Set task -> Substitute "Trace the outline" for every occurrence of "Draw the outline" in the records below, changing nothing else. Leave the pictures out of your copy.

Material for this task ->
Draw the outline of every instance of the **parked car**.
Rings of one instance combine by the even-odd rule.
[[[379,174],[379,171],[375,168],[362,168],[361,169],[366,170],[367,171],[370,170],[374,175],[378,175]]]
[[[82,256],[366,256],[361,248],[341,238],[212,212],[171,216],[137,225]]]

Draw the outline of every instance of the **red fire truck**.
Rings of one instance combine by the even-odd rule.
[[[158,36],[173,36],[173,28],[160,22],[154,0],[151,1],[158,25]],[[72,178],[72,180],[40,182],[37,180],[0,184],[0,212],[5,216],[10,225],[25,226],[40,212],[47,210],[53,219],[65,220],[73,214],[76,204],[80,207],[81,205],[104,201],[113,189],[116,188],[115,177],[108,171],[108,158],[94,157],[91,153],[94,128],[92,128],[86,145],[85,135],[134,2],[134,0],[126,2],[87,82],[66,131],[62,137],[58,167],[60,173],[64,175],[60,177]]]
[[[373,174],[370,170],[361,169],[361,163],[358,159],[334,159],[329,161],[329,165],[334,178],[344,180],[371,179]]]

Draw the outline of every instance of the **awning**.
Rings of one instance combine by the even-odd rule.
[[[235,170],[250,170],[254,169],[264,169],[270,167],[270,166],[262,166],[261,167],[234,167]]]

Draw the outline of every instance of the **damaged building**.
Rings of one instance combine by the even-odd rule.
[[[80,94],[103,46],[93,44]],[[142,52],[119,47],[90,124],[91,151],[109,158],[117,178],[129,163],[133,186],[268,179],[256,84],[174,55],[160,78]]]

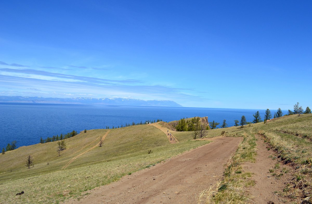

Complete output ->
Trace the outline of every instance of the **parked car**.
Rings of one instance combine by the even-odd rule.
[[[379,174],[379,171],[375,168],[362,168],[361,169],[366,170],[367,171],[370,170],[374,175],[378,175]]]
[[[82,256],[366,256],[361,248],[341,238],[212,212],[171,216],[137,225]]]

Trace the outline of every instance of the **red fire truck**.
Rings of one instance combine by the even-odd rule.
[[[158,36],[173,36],[173,28],[160,22],[154,0],[151,1],[158,25]],[[72,178],[72,180],[40,182],[37,180],[0,184],[0,212],[5,216],[10,225],[25,226],[40,212],[47,210],[53,219],[65,220],[73,214],[76,204],[80,207],[81,205],[104,201],[113,189],[116,188],[115,177],[108,171],[108,158],[94,157],[91,153],[94,128],[92,128],[86,145],[85,135],[134,2],[134,0],[126,2],[87,82],[66,131],[62,137],[58,167],[60,173],[64,175],[60,177]]]
[[[373,174],[370,170],[361,169],[361,163],[358,159],[334,159],[329,161],[329,165],[334,178],[344,180],[371,179]]]

Trace the outline of every instance of the **awning**.
Rings of one instance combine by the even-odd rule.
[[[235,170],[250,170],[254,169],[264,169],[270,167],[270,166],[262,166],[261,167],[234,167]]]

Trace the outline of every instance of the **damaged building**.
Rings of one instance combine by the even-odd rule.
[[[80,94],[103,46],[93,44]],[[142,52],[119,47],[90,124],[91,151],[109,158],[117,178],[129,163],[133,186],[268,179],[256,84],[174,55],[160,78]]]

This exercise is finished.